## 文档
《不原谅历史》之五
(2009-10-28 01:42:02)
标签:
杂谈 |
分类: 散文随笔 |
《不原谅历史》之五
个人可以苟活,民族却不能失去精神
历史并不吝啬机会。在它充满弹性的海棉体中,随时储藏着机会之水与一触即发的兴奋。时机与可能正被我们这些不肖子孙像流水一样忽略……美好,正像血之花朵一样日日滴落……我们,要去急匆匆地上街买菜,忙着招手点头逢迎,忙着巧签合同理顺机缘。我们总是忙着急匆匆打开上司的门,向他发出一个马上就来不及了的微笑。我们要义气浓浓、悲壮无比地去为一个朋友办事,而那朋友恰巧正帮你办着另外一件事……我们比先人更机智,但机智得更加苟且、更加贪婪。

## 要求
把上面这篇文档的全文一字不差地输出。

## 数据段
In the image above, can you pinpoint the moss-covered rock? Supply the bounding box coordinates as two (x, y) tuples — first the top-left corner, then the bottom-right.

## 本题答案
《不原谅历史》之五
(2009-10-28 01:42:02)
标签:
杂谈 |
分类: 散文随笔 |
《不原谅历史》之五
个人可以苟活,民族却不能失去精神
历史并不吝啬机会。在它充满弹性的海棉体中,随时储藏着机会之水与一触即发的兴奋。时机与可能正被我们这些不肖子孙像流水一样忽略……美好,正像血之花朵一样日日滴落……我们,要去急匆匆地上街买菜,忙着招手点头逢迎,忙着巧签合同理顺机缘。我们总是忙着急匆匆打开上司的门,向他发出一个马上就来不及了的微笑。我们要义气浓浓、悲壮无比地去为一个朋友办事,而那朋友恰巧正帮你办着另外一件事……我们比先人更机智,但机智得更加苟且、更加贪婪。